DO THIS →
Convert the rows starting at the line containing "Query: open palm" and ending at the line containing "(1283, 475)", both included, into a numbered list with blank lines omitted. Leave out all other rows.

RECORDS PROVIDED →
• • • • •

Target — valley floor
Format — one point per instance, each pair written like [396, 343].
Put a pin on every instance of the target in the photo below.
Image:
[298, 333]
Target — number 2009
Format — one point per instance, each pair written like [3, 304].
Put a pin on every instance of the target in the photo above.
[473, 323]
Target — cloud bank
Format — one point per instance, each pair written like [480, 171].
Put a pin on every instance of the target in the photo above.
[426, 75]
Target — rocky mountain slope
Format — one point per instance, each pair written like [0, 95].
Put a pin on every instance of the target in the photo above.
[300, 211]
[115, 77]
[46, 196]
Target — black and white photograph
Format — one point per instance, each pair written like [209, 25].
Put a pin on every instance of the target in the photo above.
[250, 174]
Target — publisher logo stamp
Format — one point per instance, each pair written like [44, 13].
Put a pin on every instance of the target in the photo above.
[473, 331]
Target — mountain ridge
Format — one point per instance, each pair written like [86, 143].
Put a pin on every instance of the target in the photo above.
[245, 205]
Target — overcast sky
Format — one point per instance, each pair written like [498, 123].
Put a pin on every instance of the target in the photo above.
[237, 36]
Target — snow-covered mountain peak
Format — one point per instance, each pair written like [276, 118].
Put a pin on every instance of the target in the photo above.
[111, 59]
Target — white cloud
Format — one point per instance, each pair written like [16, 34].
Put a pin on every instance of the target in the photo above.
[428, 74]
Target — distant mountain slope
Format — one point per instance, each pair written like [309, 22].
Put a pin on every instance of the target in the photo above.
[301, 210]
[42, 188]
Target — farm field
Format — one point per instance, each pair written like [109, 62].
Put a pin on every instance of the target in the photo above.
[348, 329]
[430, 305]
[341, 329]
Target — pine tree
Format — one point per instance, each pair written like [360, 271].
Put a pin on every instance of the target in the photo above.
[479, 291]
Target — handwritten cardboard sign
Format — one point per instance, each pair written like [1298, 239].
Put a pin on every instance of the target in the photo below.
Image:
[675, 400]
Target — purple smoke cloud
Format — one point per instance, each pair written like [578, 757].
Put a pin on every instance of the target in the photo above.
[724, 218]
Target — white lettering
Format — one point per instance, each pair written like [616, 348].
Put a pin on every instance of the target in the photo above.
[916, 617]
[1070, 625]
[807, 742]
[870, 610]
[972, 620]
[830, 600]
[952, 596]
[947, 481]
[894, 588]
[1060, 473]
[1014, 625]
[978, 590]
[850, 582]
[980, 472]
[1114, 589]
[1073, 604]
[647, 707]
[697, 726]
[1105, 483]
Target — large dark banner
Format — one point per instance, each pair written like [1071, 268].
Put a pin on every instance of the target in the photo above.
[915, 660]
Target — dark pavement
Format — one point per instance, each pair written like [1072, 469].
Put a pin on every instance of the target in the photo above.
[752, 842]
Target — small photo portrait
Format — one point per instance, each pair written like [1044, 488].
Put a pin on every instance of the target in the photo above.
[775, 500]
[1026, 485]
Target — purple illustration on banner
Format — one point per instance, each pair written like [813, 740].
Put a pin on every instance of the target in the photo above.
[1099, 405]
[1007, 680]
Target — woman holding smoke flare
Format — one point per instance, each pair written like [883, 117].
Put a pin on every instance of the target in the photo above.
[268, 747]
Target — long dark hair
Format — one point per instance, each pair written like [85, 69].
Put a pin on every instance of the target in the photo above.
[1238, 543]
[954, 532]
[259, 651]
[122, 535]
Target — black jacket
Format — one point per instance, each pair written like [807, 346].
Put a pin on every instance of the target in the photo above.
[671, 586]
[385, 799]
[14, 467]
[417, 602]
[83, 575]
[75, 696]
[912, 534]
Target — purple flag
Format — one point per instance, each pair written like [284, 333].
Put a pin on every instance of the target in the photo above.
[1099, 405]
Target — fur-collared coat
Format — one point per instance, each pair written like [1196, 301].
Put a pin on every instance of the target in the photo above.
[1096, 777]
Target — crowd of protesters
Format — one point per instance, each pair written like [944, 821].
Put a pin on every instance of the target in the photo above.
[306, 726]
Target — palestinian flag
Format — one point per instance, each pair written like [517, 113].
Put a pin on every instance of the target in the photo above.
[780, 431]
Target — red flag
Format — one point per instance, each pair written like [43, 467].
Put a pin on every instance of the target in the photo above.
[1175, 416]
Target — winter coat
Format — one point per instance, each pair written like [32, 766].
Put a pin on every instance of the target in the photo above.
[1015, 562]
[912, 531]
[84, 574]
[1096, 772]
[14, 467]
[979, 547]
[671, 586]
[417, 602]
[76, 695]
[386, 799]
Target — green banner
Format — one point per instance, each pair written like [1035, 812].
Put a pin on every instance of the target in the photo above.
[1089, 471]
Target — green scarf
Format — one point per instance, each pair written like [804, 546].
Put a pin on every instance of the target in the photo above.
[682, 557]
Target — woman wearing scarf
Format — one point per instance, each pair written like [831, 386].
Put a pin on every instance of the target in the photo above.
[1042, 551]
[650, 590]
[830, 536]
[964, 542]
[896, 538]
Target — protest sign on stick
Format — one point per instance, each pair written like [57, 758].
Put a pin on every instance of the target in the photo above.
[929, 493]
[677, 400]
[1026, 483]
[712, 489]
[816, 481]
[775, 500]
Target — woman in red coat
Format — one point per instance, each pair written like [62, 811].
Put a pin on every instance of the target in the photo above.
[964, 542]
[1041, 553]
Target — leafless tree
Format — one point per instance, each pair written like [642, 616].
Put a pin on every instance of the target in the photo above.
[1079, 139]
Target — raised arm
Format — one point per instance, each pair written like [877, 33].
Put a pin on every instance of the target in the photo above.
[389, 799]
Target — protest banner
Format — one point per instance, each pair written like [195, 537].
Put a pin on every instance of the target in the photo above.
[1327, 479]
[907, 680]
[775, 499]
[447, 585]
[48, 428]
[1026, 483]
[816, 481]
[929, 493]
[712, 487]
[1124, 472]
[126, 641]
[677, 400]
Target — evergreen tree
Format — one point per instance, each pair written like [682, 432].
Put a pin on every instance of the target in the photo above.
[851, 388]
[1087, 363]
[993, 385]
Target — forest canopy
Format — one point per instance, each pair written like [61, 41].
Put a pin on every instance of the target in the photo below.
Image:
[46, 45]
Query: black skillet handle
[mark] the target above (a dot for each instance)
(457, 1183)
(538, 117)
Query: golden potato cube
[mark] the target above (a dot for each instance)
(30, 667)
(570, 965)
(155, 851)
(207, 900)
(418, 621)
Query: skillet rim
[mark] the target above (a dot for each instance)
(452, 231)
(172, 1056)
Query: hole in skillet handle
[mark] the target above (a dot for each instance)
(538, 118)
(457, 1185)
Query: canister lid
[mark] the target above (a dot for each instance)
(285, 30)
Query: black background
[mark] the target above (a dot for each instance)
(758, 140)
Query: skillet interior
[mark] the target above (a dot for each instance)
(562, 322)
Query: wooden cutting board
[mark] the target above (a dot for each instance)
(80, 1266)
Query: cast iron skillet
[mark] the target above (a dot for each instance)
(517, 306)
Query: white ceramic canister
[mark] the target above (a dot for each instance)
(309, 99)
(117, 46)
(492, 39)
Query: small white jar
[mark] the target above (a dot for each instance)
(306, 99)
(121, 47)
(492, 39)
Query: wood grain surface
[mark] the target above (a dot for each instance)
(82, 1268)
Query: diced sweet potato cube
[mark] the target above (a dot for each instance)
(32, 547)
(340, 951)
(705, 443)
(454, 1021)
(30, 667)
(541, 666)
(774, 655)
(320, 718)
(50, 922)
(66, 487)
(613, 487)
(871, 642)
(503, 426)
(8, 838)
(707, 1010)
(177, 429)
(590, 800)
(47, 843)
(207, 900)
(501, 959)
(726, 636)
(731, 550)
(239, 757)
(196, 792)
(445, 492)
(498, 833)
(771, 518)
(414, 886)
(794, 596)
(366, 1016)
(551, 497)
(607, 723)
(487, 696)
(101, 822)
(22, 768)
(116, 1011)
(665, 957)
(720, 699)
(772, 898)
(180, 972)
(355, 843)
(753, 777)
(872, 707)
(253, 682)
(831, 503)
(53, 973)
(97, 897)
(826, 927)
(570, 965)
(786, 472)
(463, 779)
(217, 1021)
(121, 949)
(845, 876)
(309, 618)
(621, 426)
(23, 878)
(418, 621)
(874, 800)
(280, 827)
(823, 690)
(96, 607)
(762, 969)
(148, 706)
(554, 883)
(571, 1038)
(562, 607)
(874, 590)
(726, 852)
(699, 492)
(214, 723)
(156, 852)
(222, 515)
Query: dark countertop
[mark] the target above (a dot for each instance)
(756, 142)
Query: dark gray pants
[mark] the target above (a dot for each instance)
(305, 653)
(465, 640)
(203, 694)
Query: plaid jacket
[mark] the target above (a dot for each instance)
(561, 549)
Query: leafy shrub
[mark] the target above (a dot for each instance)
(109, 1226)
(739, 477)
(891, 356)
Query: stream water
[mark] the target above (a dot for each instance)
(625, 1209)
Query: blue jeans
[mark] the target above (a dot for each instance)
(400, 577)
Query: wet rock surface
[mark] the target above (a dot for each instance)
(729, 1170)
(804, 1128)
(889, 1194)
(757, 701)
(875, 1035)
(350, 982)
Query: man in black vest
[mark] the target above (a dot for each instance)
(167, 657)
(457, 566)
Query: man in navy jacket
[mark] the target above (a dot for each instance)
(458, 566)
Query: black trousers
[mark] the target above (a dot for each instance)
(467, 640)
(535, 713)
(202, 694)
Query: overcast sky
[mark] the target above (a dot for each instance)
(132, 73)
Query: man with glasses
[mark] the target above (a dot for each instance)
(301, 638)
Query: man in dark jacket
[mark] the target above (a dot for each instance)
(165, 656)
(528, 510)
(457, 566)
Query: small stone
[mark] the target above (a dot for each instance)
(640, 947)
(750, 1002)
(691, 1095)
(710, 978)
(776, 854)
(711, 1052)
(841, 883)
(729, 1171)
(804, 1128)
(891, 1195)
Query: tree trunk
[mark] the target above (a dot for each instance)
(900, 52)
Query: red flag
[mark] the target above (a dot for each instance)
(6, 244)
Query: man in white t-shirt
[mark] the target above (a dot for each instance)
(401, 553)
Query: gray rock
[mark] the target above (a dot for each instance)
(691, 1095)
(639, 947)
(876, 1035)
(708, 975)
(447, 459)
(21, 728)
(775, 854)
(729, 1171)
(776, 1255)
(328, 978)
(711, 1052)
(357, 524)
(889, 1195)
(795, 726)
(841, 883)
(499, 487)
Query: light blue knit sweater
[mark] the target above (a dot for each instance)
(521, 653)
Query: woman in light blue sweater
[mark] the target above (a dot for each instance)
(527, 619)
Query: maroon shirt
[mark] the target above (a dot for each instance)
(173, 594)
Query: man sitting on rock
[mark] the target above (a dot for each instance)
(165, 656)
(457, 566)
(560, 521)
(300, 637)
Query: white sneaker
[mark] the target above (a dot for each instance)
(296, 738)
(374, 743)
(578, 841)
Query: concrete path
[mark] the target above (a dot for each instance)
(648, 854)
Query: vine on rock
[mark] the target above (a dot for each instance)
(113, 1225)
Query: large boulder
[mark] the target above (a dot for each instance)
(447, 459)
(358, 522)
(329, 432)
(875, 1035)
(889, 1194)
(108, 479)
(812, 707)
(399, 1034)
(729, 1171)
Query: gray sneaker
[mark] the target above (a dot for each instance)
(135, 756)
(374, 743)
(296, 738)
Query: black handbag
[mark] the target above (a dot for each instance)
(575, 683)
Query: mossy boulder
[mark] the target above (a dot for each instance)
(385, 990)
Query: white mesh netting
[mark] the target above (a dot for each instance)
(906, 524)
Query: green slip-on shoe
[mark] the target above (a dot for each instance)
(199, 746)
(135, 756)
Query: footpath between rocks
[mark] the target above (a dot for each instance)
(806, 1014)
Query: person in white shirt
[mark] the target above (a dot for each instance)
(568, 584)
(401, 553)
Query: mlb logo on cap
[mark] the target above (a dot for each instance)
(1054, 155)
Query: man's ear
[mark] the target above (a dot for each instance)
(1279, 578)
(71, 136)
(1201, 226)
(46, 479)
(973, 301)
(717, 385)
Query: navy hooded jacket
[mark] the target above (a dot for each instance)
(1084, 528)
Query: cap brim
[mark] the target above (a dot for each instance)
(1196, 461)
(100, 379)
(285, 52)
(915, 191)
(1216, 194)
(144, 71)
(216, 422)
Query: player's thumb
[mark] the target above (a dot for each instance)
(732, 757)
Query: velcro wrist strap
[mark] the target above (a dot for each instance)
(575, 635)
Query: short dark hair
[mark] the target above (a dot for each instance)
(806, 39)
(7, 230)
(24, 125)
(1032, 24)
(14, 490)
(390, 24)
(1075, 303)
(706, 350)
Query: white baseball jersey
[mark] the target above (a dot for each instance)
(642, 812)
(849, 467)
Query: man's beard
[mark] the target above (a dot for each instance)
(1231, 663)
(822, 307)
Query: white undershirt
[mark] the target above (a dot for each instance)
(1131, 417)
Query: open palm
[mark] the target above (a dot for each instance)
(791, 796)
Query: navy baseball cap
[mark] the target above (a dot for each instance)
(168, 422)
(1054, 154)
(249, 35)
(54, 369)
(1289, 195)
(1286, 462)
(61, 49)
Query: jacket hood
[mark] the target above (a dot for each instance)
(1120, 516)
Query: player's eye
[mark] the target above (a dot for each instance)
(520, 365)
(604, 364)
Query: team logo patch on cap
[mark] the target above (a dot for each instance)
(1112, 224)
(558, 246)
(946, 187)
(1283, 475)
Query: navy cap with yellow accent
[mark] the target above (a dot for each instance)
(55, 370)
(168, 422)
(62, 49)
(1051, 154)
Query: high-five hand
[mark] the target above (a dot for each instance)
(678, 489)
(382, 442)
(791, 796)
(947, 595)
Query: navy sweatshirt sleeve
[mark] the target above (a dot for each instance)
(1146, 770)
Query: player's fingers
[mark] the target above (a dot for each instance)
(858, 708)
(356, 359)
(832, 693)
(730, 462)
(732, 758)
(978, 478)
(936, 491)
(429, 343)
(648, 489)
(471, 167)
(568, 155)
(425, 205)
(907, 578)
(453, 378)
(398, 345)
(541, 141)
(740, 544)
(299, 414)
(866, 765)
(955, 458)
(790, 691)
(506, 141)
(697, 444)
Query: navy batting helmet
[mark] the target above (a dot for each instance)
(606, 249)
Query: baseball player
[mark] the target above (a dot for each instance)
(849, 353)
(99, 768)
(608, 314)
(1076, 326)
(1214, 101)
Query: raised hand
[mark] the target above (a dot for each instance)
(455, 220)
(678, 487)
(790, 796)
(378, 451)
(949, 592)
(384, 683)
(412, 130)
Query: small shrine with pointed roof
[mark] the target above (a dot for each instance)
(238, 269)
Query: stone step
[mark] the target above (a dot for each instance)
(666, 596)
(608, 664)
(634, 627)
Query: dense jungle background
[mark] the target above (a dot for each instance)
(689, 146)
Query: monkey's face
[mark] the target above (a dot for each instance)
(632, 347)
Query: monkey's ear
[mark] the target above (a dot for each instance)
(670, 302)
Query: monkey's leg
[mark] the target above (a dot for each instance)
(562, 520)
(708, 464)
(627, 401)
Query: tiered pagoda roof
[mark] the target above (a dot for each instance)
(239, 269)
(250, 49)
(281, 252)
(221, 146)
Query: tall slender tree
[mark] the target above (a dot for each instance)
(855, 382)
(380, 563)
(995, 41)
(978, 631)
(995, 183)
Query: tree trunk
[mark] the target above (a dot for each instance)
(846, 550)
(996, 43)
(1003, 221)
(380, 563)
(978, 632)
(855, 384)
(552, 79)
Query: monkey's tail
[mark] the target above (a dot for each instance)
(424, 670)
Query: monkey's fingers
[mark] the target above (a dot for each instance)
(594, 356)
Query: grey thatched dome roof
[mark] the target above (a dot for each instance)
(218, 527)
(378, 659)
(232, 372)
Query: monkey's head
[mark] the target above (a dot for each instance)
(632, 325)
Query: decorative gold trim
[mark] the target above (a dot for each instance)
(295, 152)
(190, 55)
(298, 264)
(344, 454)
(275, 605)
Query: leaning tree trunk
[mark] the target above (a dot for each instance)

• • • • •

RESPONSE TO THIS EXERCISE →
1. Query: open palm
2. [mark] the target above (a dot for each instance)
3. (791, 796)
4. Query: navy baseball cap
5. [mark] the target above (a dot for each instance)
6. (168, 422)
7. (1054, 154)
8. (249, 35)
9. (54, 369)
10. (1289, 195)
11. (1286, 462)
12. (61, 49)
13. Query: jacket hood
14. [mark] the target above (a dot for each instance)
15. (1120, 516)
16. Query: player's eye
17. [mark] the target above (a dot for each instance)
18. (520, 365)
19. (604, 364)
20. Query: team logo patch on cap
21. [mark] the target above (a dot for each instance)
22. (1112, 224)
23. (558, 246)
24. (946, 187)
25. (1283, 475)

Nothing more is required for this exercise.